— Work order 1 —
Answer each question from the text on SurA.
(a) How many known or predicted OMPs does the text give for the E. coli OMPome?
(b) What method is used to map SurA binding sites in OMPs?
(c) Which two SurA domains show site-specific preferences?
— Work order 2 —
From the text on SurA, list every method the study uses to map, refine, or validate SurA binding sites.

BPS2026 – Deciphering the molecular mechanism of bacterial chaperone SurA

The periplasmic chaperone SurA is the primary facilitator of outer membrane protein (OMP) biogenesis in E. coli, yet the molecular rules governing its client recognition remain unclear. This work builds on small-scale in vitro studies of model OMPs, by extending our analysis across the entire E. coli OMPome (60 known/predicted OMPs) to identify sequence motifs that mediate SurA binding. Using high-throughput peptide arrays, we systematically map SurA binding sites in OMPs, revealing consensus motifs, with the utilization of machine learning to refine these binding rules, enabling predictive models of SurA:OMP interactions. High-throughput in silico docking methods has been applied to this data, to refine the SurA binding site to residue-level detail, and to reveal site-specific preferences of the core and P1 domains. Critical residues in the SurA binding sites have been validated with in vitro and in vivo studies, concluding how SurA recognizes clients and illuminating how SurA chaperones OMPs through the periplasm for delivery to BAM. This study provides the first comprehensive organism-wide understanding of SurA client specificity, offering insights into OMP biogenesis and informing future strategies to target SurA:OMP binding as a novel antibacterial approach.

— Data extract —
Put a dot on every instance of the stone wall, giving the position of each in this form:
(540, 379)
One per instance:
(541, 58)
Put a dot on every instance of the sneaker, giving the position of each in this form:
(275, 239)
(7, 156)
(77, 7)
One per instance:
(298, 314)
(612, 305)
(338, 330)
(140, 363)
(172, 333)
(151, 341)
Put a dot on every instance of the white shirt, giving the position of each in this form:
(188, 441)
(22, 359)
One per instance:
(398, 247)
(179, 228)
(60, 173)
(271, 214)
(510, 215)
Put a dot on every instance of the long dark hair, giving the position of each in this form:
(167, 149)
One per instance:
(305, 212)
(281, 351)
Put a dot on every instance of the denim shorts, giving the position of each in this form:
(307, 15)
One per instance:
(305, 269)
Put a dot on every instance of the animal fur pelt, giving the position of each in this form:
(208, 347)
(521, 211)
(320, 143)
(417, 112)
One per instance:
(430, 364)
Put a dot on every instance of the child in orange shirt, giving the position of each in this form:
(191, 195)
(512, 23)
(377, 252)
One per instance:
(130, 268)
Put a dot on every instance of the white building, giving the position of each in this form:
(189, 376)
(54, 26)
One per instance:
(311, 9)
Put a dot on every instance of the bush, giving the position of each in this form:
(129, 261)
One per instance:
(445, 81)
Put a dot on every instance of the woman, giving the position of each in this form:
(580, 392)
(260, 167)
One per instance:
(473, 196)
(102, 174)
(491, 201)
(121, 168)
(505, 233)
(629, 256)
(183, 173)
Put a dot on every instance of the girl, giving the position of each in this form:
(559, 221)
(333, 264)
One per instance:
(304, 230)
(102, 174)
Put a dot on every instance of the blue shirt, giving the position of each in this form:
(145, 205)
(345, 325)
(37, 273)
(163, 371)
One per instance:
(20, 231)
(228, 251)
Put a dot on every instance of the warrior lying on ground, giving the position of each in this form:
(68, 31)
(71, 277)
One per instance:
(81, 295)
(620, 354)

— Solution 1 —
(a) 60
(b) High-throughput peptide arrays
(c) The core and P1 domains

— Solution 2 —
- High-throughput peptide arrays
- Machine learning
- High-throughput in silico docking
- In vitro studies
- In vivo studies